Directions for this task – Count the lines in the records that contain the word "Give". Reply with the number alone.
** begin Provided information **
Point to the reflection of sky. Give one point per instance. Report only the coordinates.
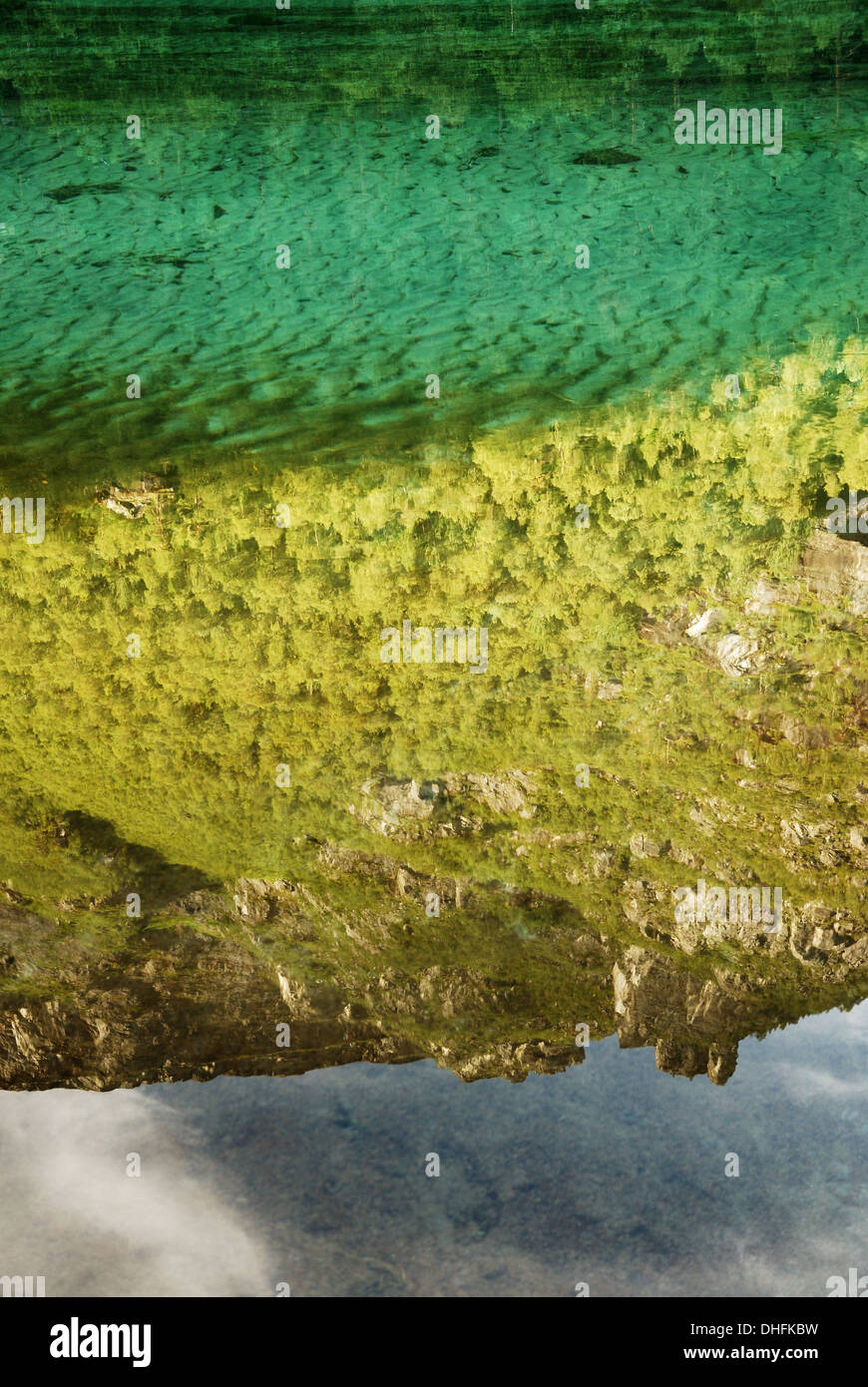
** end Provided information **
** begin Provided information **
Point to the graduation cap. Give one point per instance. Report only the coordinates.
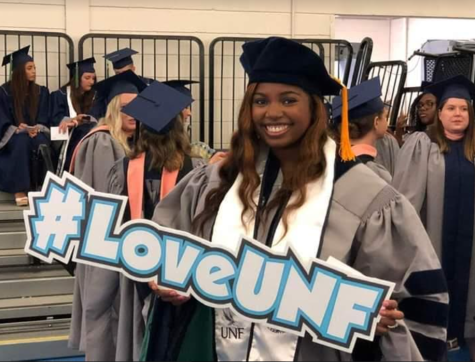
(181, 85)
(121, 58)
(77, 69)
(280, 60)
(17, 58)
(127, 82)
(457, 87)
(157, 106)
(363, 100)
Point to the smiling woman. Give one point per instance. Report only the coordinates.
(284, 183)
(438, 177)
** end Provided information **
Exercise output – 3